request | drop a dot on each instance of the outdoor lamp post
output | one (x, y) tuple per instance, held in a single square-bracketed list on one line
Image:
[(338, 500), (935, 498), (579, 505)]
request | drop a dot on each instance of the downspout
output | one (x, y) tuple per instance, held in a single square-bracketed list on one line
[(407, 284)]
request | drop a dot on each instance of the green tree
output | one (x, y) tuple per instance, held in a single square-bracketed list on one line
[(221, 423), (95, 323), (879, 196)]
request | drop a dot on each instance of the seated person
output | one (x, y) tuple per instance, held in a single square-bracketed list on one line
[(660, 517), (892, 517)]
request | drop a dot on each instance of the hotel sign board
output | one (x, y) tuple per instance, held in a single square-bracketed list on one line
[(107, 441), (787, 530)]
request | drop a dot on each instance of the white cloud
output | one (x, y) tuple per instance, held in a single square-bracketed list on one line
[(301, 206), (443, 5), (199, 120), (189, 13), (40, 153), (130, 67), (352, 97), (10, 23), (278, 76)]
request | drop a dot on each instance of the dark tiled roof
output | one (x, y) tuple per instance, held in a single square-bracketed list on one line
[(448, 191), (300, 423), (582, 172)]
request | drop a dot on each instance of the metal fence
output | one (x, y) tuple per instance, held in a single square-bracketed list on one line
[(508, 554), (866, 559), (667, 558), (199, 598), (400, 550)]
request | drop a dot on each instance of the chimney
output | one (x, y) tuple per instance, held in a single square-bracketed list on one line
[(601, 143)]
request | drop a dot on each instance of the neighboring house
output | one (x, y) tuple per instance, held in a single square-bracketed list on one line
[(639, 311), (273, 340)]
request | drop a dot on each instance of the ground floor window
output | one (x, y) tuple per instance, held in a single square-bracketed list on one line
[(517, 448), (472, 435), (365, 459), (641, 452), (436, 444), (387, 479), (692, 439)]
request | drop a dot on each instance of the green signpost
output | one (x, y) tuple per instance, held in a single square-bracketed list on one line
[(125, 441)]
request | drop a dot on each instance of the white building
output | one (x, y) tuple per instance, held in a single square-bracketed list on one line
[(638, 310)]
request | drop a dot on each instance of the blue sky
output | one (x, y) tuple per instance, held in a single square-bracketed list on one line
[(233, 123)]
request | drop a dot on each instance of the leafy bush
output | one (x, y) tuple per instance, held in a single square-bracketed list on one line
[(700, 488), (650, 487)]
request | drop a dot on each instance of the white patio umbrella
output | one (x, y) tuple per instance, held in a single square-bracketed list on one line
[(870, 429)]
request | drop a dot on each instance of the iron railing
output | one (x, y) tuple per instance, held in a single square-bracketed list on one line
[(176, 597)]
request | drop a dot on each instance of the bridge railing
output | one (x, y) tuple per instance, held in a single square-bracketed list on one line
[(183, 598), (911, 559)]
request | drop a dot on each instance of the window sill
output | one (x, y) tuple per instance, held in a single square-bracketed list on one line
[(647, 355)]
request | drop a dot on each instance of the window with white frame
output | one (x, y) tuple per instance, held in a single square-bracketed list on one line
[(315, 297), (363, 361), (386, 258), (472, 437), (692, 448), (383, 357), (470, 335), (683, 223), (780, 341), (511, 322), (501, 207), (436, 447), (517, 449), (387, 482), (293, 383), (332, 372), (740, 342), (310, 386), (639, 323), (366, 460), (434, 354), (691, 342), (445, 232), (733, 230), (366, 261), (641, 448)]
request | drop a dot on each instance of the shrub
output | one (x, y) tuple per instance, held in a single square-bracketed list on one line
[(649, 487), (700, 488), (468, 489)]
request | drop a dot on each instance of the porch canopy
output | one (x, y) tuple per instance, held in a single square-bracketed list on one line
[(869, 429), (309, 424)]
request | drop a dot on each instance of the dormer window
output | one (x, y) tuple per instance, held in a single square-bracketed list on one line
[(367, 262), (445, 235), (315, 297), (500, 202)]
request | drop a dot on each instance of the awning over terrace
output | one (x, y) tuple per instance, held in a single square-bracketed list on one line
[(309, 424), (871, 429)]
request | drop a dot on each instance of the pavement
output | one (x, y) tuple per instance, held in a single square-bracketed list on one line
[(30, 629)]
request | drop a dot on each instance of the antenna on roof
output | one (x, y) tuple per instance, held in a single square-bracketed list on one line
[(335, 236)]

________________

__PROBLEM TO WORK ON__: Where does the string "white" appear in the records? Copy every line that holds it.

__EXERCISE RESULT__:
request | drop a dot on each instance of the white cloud
request | drop a dot on each instance of the white building
request | drop a dot on each instance of the white patio umbrella
request | drop a dot on each instance of the window with white frame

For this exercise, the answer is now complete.